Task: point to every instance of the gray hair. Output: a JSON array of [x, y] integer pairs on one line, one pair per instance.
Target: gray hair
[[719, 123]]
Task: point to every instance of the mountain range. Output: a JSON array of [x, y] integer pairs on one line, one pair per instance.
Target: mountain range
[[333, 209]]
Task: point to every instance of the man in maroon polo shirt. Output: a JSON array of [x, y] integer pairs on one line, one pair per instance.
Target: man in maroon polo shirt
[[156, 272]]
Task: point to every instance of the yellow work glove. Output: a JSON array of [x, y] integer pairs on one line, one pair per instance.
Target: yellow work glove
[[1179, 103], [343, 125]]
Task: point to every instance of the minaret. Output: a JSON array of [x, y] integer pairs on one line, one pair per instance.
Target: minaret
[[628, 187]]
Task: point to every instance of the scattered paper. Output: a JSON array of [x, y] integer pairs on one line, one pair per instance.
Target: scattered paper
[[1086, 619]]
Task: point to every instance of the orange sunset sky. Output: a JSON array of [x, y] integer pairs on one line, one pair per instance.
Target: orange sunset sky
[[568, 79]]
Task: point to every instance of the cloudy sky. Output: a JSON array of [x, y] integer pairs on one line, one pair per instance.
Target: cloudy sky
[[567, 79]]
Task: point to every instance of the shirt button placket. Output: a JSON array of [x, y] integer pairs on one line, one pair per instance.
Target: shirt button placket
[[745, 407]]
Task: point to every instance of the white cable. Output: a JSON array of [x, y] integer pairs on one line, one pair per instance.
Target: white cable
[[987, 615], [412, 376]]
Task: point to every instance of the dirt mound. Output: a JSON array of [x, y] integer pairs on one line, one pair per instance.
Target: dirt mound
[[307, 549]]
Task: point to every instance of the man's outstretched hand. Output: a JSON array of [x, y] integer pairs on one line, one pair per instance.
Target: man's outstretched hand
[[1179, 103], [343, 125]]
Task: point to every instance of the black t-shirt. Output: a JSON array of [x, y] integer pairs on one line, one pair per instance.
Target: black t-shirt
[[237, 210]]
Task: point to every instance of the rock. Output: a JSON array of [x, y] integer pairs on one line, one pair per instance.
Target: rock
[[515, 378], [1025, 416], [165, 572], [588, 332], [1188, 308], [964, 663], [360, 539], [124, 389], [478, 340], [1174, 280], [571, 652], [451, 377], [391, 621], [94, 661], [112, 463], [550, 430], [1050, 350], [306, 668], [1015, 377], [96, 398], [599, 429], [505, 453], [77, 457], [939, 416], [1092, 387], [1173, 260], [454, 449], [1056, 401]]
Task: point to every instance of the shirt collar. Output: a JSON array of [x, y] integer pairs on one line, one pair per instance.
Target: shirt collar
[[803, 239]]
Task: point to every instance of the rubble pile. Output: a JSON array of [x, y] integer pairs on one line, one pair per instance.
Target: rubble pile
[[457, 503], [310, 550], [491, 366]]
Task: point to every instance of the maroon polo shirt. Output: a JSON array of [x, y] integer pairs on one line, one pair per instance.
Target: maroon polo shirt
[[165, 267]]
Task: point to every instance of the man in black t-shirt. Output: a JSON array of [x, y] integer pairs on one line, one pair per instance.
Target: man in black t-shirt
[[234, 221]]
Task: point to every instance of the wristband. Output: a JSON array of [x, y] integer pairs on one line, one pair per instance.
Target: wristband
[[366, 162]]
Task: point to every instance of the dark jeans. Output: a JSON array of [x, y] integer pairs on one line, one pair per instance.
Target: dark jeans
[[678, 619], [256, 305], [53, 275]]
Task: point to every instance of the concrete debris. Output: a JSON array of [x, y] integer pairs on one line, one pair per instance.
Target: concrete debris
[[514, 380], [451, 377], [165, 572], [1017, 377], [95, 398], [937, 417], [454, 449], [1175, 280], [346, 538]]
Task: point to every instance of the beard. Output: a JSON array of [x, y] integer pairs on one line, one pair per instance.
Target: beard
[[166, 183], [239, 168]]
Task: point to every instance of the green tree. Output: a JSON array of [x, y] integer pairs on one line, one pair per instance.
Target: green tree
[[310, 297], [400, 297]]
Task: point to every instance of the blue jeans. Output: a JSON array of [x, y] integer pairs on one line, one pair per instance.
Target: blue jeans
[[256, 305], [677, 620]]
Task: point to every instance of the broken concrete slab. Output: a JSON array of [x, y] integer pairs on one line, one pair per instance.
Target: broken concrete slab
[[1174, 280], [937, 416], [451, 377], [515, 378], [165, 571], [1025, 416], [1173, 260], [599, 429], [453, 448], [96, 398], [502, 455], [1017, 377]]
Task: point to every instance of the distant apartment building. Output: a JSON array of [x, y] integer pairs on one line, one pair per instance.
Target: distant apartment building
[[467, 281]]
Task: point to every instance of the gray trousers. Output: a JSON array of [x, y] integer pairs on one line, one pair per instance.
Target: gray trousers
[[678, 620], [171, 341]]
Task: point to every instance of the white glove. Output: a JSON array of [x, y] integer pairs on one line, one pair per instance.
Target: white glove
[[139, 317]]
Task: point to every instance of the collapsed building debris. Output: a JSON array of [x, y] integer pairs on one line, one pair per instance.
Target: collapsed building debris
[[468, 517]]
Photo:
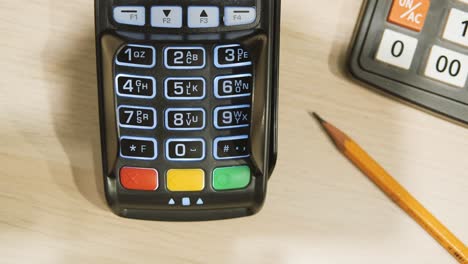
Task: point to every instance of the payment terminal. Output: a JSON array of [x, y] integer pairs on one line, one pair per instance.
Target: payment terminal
[[188, 106]]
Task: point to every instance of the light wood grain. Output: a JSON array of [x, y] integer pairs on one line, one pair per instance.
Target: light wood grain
[[320, 209]]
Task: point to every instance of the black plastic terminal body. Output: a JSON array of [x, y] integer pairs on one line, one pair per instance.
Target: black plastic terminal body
[[260, 39]]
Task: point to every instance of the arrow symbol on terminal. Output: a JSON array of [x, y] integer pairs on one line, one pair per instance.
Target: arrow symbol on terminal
[[167, 12]]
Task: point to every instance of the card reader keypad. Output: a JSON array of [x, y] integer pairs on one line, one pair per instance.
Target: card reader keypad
[[198, 110]]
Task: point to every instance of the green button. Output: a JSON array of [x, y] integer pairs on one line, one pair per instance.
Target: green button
[[231, 178]]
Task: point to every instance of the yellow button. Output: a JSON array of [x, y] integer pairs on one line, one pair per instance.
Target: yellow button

● The task
Recast the items from the line that contains "Task: point to every instance of the cloudy" through the line that contains "[[745, 407]]" as a two-column CSV with the header item_text,answer. Give one row per item and put each value in a single quoted field, with line breaks turned into spaces.

● Exercise answer
item_text,answer
"Task: point to every instance of the cloudy sky. Output: a JSON array of [x, y] integer pairs on one line, one pair per instance. Target: cloudy sky","[[567, 79]]"
"Task: point to every instance of the shirt button placket. Output: a JSON array of [x, y] integer pairs on one line, one pair per instance. Target: shirt button placket","[[745, 407]]"